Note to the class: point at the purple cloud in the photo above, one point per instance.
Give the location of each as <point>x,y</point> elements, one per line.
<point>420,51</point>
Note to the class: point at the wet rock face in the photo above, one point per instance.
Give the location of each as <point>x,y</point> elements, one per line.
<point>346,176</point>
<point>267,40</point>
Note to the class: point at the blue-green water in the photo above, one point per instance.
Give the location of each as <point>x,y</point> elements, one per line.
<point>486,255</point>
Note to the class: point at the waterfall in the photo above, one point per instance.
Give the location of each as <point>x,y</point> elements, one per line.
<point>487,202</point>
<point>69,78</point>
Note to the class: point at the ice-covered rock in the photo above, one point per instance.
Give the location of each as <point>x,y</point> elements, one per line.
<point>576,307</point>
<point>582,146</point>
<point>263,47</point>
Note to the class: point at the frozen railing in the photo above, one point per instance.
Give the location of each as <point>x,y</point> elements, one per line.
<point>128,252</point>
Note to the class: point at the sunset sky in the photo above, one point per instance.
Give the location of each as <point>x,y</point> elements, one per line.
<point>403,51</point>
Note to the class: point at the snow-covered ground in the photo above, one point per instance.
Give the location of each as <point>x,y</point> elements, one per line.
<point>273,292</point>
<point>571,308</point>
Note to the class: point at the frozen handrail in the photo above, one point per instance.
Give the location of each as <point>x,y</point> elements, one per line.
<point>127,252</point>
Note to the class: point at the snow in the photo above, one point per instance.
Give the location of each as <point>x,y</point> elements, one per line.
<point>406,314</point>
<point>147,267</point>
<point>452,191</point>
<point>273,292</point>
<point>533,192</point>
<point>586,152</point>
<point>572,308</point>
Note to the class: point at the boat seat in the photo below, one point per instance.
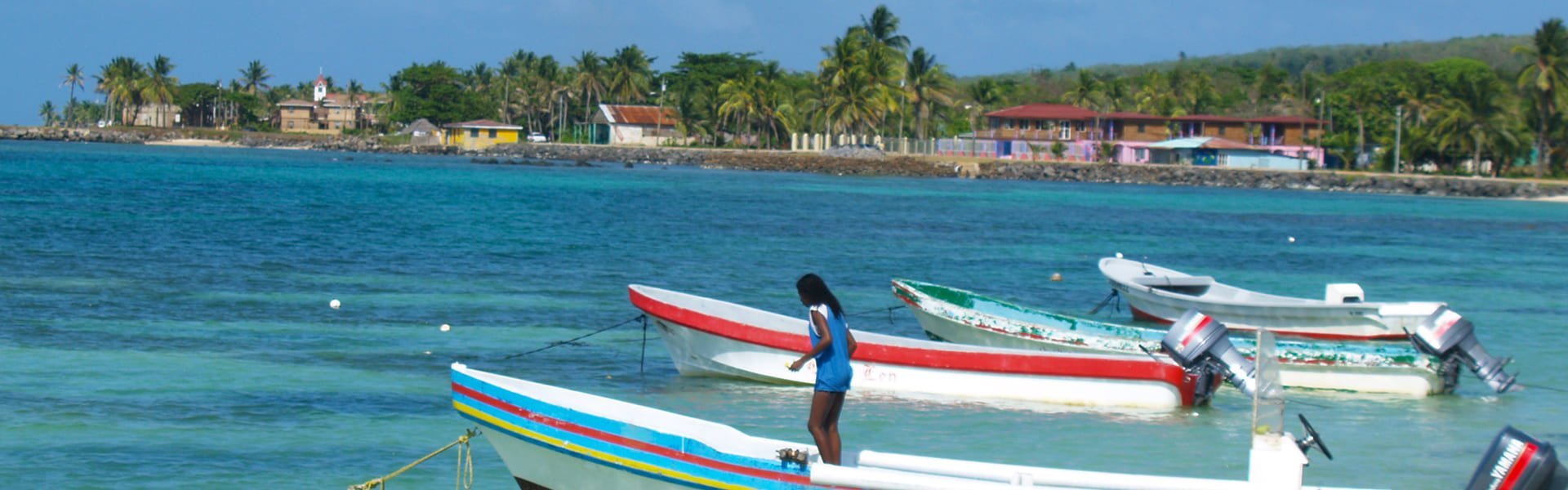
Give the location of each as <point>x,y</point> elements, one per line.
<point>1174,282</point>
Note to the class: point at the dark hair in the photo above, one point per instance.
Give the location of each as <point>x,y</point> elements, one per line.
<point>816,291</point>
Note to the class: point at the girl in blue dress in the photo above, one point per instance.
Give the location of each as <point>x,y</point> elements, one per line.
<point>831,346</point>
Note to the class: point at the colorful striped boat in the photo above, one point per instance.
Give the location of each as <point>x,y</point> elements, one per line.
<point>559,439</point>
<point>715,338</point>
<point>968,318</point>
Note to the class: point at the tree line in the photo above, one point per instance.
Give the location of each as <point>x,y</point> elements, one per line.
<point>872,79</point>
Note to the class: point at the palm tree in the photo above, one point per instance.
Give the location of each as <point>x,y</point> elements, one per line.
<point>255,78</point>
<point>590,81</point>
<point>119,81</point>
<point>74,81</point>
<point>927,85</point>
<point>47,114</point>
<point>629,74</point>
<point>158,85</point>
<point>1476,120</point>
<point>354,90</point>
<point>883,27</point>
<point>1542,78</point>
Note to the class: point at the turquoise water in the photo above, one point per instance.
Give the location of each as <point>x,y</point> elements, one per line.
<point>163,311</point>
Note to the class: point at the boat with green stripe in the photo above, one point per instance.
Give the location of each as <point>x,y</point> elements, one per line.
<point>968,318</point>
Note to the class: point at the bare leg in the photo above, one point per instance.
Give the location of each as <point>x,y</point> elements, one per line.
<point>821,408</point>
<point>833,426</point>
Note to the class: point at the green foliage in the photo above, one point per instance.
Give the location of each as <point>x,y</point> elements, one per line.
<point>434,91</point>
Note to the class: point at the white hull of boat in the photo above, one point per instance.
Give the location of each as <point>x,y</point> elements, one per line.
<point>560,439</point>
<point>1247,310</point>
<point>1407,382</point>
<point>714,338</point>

#####

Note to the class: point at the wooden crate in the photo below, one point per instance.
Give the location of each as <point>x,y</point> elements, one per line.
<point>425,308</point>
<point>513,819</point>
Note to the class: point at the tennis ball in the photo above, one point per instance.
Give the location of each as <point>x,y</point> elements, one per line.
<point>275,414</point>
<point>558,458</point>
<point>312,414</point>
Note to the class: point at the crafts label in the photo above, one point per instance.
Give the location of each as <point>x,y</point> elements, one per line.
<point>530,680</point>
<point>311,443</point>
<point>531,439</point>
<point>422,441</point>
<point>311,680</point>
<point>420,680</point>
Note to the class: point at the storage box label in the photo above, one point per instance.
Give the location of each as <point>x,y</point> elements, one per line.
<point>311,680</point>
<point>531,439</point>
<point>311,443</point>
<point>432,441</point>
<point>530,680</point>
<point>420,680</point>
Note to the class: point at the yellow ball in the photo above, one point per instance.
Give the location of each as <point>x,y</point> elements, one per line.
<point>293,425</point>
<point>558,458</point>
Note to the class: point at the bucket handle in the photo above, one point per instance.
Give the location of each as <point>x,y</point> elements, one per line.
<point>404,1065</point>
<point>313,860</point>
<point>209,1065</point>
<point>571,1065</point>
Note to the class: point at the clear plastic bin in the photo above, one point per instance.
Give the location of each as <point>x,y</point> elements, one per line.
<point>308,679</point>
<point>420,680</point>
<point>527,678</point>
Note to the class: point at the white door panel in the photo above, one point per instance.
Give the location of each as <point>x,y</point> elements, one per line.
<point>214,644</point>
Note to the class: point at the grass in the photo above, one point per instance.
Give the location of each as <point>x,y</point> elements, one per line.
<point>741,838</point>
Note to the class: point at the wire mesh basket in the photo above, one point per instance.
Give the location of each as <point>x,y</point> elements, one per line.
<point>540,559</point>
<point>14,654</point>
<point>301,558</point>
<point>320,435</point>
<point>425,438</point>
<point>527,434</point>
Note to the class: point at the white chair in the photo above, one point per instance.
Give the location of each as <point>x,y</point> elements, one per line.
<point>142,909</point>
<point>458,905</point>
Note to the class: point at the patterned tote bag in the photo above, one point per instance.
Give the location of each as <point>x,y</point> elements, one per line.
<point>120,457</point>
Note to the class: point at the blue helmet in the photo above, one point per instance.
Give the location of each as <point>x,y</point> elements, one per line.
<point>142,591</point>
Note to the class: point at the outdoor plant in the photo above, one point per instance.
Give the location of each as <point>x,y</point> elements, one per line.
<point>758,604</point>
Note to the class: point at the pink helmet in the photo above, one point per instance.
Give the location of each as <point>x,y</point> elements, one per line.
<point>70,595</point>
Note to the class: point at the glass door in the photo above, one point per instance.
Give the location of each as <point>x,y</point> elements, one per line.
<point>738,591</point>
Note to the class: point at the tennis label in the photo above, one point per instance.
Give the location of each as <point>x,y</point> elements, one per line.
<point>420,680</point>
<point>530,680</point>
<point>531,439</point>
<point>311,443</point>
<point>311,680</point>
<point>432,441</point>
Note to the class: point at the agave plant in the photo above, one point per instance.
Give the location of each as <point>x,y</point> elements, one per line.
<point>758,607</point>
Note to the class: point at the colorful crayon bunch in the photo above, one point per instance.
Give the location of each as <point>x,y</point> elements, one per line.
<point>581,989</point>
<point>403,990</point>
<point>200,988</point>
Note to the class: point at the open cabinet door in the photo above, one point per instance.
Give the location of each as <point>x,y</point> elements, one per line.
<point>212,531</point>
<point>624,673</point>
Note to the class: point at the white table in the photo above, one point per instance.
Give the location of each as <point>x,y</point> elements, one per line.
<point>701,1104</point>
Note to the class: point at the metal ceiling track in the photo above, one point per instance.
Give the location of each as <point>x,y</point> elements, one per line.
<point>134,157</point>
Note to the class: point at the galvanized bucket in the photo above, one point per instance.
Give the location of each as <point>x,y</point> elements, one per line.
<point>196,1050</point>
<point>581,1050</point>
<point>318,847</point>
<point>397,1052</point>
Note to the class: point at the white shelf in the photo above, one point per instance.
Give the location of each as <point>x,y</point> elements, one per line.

#####

[Problem requirements] Pick out every line of the records above that contains the string "boat" and copy each of those lines in full. Case counts.

[Solution]
Note to the class: point at the boat seat in the photo below, one point per instance.
Note to the class: point at the colorful striped boat in the photo above, one point per instance.
Note to the class: point at the boat with green stripe in the photo above, one point per instance.
Note to the class: point at the white hull of boat in the photo above, one point per instance.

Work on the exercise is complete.